## Tâche demandée 1
Selon le texte sur la Prohibition, quelles formes d'autoritarisme les générations précédentes ont-elles affrontées par principe ?
## Tâche demandée 2
Poursuivez, s'il vous plaît, le texte sur la Prohibition à la suite de sa dernière phrase.

## Extrait proposé
══════════

Chapitre : La Prohibition (II) : une histoire complexe revisitée dans sa dimension humaine

— Le piège confortable de la rétrospection

     Il serait facile, bien-sûr, et intellectuellement rassurant pour nous — du haut de notre perspective artificielle, et avec la distance qui nous en sépare des faits — de prétendre pouvoir discerner des nécessités économiques, sociologiques ou même anthropologiques, qui nous indiqueraient une véritable inévitabilité dans les circonstances que nous cherchons à expliquer : dans la défaite de la Prohibition, et dans l’acceptation finale de la vente des vins et des spiritueux.

     Ce serait l’esprit usuel qui habitent les descriptions de cette période ; et ce fut à l’intérieure de ce cadre conventionnel que j’en aurait offert, d’abord, le récit sommaire. De plus, les gens qui connaissaient cette période, de première expérience, sont presque tous morts aujourd’hui ; et le regard de notre propre époque — si non officiellement hédoniste, au moins résolument permissive – s’incline souvent vers une attitude d’indulgence humoristique à l’égard des convictions morales de nos parents et de nos (arrière-) grands-parents.

     Pourtant, malgré l’image négative qui s’est développée, aujourd’hui, au sujet de nos aïeuls (identifiés tour à tour, comme étant, soit ridicules, soit criminels), et malgré les lacunes personnelles ou collectives qu’ils auraient pu réellement illustrer (ainsi que les épisodes regrettables qui en aient pu résulter), il serait toujours instructif de nous rappeler : que ce furent ces gens qui abolirent le fléau, jusqu’alors universel, de l’esclavage (non dans un révolte des opprimés, mais bien dans une guerre fratricide de la race privilégiée) ; qui affrontèrent, par principe, les monstres successives de l’autoritarisme : Autocratiques, Fascistes, et Communistes ; qui eurent produit la société qui fut, à la fois, la plus prospère, et la plus libre, jamais connu sur terre : une société qu’ils eurent inventé ; qu’ils eurent défendu, et qu’ils auraient transmis, enfin et malgré tout, intacte, à leur progéniture. Tels furent les personnes qui avaient l’ambition morale, et l’audace progressiste, de provoquer — de risquer — et de perdre, la bataille de la Prohibition.

    Or, de se complaire dans la superficialité de l’explication facile et standard, trahirait, je soumets, une mécompréhension profonde de la nature dynamique et indéterminée des évènements qui forment, réellement, la trame de notre histoire sociale ; il trahirait, aussi, un mépris irrespectueux à l’égard des passions de l’époque, et par extension, un manque de respect à l’égard des gens qui étaient, jadis, animés par ces passions. Surtout, nous en perdrions, j’en ai bien peur, le fruit convoité de toute enquête historique :  un sens de l’importance des échos de ces passions dans notre présent, et de leur signification pour nous.

══════════

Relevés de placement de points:
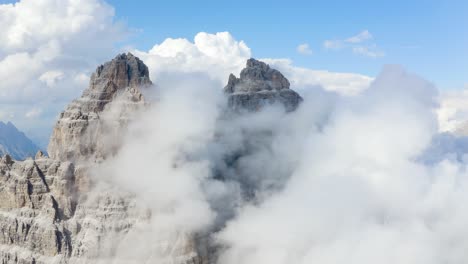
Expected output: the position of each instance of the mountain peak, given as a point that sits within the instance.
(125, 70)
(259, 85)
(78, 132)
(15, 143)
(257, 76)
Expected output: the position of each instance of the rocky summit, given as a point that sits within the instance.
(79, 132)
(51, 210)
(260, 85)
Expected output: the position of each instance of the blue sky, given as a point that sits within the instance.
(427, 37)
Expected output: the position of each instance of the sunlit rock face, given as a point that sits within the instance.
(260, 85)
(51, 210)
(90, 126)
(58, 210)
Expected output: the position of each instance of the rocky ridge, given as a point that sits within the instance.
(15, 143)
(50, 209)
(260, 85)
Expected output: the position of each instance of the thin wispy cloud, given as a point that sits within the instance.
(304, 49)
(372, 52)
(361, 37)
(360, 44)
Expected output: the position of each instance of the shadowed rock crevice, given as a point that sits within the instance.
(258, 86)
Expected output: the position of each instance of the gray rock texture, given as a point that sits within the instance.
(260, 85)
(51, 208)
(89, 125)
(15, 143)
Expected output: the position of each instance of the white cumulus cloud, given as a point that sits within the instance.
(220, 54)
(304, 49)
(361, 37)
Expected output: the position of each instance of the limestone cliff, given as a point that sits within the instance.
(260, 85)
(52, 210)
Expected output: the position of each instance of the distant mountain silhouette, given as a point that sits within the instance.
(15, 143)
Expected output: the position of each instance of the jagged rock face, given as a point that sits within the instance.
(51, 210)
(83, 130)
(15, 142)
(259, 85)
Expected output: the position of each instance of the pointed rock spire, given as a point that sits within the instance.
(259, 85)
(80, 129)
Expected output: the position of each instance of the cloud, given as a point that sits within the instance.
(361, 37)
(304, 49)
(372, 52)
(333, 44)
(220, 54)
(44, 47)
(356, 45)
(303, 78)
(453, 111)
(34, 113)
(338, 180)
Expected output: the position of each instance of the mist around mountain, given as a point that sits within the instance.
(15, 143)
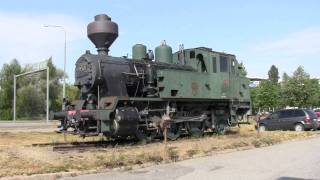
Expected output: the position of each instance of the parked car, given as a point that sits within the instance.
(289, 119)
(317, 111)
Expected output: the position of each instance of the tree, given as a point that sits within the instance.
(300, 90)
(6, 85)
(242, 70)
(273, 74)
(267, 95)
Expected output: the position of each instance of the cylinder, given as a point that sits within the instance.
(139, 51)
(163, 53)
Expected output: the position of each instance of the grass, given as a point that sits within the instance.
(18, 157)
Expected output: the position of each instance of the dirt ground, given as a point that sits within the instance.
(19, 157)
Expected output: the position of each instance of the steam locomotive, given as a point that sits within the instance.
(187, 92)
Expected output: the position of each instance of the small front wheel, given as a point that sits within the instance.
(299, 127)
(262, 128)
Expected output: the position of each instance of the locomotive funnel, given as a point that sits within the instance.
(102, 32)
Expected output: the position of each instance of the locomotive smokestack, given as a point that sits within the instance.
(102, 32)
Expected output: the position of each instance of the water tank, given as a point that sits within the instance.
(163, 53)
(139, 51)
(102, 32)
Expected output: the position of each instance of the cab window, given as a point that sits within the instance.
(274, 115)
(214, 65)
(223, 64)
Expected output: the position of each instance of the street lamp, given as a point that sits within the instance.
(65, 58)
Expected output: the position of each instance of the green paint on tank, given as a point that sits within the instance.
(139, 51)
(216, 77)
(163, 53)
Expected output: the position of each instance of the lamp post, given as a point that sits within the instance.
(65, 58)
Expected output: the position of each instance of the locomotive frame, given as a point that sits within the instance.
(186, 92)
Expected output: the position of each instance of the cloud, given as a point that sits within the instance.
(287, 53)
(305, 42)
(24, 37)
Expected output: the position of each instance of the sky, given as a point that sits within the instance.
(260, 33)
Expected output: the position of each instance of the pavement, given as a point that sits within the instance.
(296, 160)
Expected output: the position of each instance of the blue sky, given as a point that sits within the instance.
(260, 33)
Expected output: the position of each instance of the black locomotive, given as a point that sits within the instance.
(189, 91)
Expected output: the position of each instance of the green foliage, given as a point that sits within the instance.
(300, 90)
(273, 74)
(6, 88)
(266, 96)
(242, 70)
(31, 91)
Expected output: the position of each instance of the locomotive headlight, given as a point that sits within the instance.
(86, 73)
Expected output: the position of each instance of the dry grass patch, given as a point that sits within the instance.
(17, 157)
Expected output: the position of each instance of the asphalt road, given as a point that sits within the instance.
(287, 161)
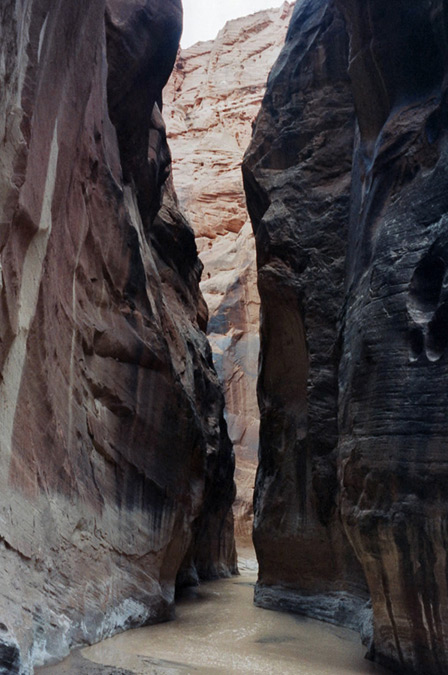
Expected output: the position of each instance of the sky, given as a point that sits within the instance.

══════════

## Réponse de l'exercice 1
Les formes autocratiques, fascistes et communistes.

## Réponse de l'exercice 2
    Pour ces raisons, j’aimerais — avec l’indulgence du lecteur — essayer de donner, ici, un peu plus voix aux croyances des gens de l’époque — nos ancêtres immédiates — et de représenter, dans l’imperfection de mes souvenirs, les émotions et les principes qui les motivèrent, de part et d’autre, dans cette affrontement pivotale de l’évolution de notre civilisation. J’aimerais reconnaitre, au moins en passant, que les enjeux de ce conflit importèrent, pour eux, véritablement et viscéralement. J’aimerais, enfin, témoigner devant ces personnes le respect de chercher à comprendre non seulement ce qu’ils firent, mais aussi, ce qu’ils eurent pensé faire. Car agir autrement constituerait, je crois, un délit au compte de l’auteur, qui se complairait dans l’analyse abstrait au point d’oublier la véritable histoire.

— Le principe en jeux

     Pour rappeler brièvement les faits : Ce fut peut-être la lutte politique et législative la plus originale et la plus influente de la première moitié du vingtième siècle ; une bataille épique autour de la « légalité » (conçue ici comme étant essentiellement identique à la « moralité ») de la vente des boissons alcoolisés à travers l’ensemble des États-Unis (et avec quelques différences dans les détails circonstanciels, à travers le Canada aussi) ; elle aurait fini par dominer l’agenda politique pendant toutes les années vingt (et une bonne partie des années trente) — un épisode houleux,  sur fond d’effondrement économique, ponctué par la répression et la violence civile.

     Elle nous intéresse particulièrement, ici, parce qu’elle marque, aussi, le début des « guerres culturelles » du vingtième siècle, et qu’elle en illustre admirablement, la dynamique de celles-ci, « guerres » idéologiques, qui auraient éventuellement abouti à la discussion du droit à mourir qui nous préoccupe dans ces pages.

     Le principe en était simple : puisque l’abus de l’alcool produisait des torts jugés inacceptables pour la société, l’État aurait le devoir de rendre cet abus aussi difficile que possible ; et pour ce faire, il prohiba la fabrication, le transport, et le vente des boissons alcoolisées — avec certaines exceptions pour la production domestique de produits à faible teneur d’alcool – mais, contrairement à la « guerre aux drogues » (connue plus tard), il n’y en aurait jamais été question de criminaliser, ni la consommation, ni la possession simple.

— Les forces en présence

     D’un côté de ce différend, se rangeaient tous les visionnaires de l’intervention sociale : pour une fois, les Suffragettes-Féministes et les Socialistes-Progressistes furent alliées avec les champions traditionnels de la Moralité Puritaine issus des Églises Protestantes, et appuyées par toutes les forces de l’État, c’est-à-dire, par les croisés officiels de la moralité publique qui se battaient sous la bannière de la répression policière. ( voir le récit véridique — devenu légendaire — de l’agent Eliot Ness et de ses « Intouchables », employés du Bureau de la Prohibition).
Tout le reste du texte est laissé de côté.